• **SOURCE**:
===============

Aliza Nisenbaum will speak at Manetti Shrem Museum
Painter Aliza Nisenbaum will be the third Betty Jean and Wayne Thiebaud Endowed Lecture presentation on Friday, March 9. It is free and open to the public.
Born in Mexico City, and currently based in New York, Aliza Nisenbaum’s paintings are intimate exchanges between herself and her subjects. The artist makes portraits of undocumented Latin American immigrants, and of other distinct communities, using the focused attention of observational painting to mark those who are socially unmarked in society, along with the apparently anonymous goods that constitute a transnational trade in quotidian objects such as flowers, garments, handcrafts and letters. Often lushly decorated with patterned textiles, her canvases demand close looking in keeping with her personal connections to her subjects.

===============

• **EXTRACTED INFORMATION**:

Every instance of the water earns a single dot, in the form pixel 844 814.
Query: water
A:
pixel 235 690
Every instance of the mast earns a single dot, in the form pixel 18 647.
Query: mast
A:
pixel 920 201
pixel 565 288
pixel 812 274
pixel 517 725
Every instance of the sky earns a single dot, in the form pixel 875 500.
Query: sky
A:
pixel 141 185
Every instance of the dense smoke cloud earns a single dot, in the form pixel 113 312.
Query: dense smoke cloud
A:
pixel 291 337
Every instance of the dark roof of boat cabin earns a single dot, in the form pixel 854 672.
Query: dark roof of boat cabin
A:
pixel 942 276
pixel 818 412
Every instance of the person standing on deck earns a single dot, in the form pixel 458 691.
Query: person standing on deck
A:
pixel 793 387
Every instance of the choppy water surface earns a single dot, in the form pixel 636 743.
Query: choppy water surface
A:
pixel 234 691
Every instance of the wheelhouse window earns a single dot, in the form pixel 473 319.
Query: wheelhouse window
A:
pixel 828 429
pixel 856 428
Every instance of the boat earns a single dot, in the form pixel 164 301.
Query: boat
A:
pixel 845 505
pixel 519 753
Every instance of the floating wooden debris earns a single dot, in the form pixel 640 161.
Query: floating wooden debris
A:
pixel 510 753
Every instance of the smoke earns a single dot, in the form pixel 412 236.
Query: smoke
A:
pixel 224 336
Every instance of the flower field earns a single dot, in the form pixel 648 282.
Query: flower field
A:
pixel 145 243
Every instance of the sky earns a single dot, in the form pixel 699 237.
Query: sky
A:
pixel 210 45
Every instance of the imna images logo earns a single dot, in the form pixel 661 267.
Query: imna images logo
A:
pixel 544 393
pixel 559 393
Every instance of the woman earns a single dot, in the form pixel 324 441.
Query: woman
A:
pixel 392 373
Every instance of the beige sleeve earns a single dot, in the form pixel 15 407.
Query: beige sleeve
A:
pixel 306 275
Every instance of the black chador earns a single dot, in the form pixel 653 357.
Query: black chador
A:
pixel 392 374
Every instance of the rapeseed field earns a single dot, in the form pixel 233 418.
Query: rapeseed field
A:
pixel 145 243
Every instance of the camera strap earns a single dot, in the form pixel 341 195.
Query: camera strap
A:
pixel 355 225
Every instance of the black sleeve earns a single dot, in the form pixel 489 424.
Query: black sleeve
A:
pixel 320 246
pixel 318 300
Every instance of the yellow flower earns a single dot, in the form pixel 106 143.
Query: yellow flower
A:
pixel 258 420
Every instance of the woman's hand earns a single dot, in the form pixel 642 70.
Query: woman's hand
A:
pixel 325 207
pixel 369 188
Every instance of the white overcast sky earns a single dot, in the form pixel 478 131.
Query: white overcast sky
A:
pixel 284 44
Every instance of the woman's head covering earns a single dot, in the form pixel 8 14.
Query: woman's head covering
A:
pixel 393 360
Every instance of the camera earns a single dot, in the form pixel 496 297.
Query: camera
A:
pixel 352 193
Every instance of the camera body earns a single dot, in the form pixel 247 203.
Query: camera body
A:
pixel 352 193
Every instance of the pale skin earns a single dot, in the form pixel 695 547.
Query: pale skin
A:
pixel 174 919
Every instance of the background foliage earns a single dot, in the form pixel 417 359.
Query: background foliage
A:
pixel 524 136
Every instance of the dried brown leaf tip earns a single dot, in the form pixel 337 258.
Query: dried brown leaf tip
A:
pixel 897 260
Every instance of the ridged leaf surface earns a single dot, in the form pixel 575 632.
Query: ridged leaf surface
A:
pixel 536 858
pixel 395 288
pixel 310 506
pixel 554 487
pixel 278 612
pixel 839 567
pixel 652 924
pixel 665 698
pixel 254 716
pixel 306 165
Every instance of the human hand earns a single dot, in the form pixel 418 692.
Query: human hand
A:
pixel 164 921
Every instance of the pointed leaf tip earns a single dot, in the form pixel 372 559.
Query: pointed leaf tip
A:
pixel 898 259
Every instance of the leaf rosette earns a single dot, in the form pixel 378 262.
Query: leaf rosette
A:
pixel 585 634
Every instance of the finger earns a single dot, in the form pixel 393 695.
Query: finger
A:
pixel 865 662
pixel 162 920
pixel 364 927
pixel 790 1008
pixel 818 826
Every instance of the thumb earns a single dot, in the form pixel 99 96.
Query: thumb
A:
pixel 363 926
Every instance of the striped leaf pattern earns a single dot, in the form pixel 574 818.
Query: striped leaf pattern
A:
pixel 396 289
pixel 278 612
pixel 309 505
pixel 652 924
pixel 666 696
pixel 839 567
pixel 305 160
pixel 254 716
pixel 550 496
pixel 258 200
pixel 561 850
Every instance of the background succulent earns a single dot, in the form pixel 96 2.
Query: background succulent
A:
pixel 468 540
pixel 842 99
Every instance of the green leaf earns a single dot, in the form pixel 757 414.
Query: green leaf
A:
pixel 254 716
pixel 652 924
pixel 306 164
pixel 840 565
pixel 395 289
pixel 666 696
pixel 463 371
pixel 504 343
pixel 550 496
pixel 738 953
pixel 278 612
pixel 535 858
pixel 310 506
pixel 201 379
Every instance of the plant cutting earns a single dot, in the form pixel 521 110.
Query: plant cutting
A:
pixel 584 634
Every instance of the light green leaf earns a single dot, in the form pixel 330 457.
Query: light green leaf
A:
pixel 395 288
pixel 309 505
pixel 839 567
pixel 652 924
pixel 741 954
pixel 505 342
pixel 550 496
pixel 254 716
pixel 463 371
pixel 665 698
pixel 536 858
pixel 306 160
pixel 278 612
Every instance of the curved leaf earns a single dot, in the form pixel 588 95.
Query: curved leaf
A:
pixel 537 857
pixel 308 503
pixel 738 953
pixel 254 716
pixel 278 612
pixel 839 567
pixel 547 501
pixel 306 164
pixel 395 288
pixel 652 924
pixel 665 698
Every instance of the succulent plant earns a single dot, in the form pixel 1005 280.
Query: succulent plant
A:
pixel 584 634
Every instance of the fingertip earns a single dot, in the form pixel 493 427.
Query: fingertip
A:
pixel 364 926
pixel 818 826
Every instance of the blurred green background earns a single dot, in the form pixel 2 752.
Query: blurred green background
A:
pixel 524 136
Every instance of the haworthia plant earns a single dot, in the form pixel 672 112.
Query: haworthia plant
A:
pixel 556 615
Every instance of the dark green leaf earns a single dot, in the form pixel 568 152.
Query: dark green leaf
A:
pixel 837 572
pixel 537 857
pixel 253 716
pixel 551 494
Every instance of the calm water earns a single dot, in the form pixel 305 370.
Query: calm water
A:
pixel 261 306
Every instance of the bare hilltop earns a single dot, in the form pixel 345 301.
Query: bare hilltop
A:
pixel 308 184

===============

• **GOAL A**:
Return, unaltered, the part of the announcement that opens with the words containing "Born in Mexico" and closes with "to her subjects.".
• **GOAL B**:
Using the announcement, answer the following:
(i) On what date will the lecture take place?
(ii) In which city was Aliza Nisenbaum born?
(iii) With what are her canvases often lushly decorated?

• **TASK ANSWER A**:
Born in Mexico City, and currently based in New York, Aliza Nisenbaum’s paintings are intimate exchanges between herself and her subjects. The artist makes portraits of undocumented Latin American immigrants, and of other distinct communities, using the focused attention of observational painting to mark those who are socially unmarked in society, along with the apparently anonymous goods that constitute a transnational trade in quotidian objects such as flowers, garments, handcrafts and letters. Often lushly decorated with patterned textiles, her canvases demand close looking in keeping with her personal connections to her subjects.

• **TASK ANSWER B**:
(i) Friday, March 9
(ii) Mexico City
(iii) Patterned textiles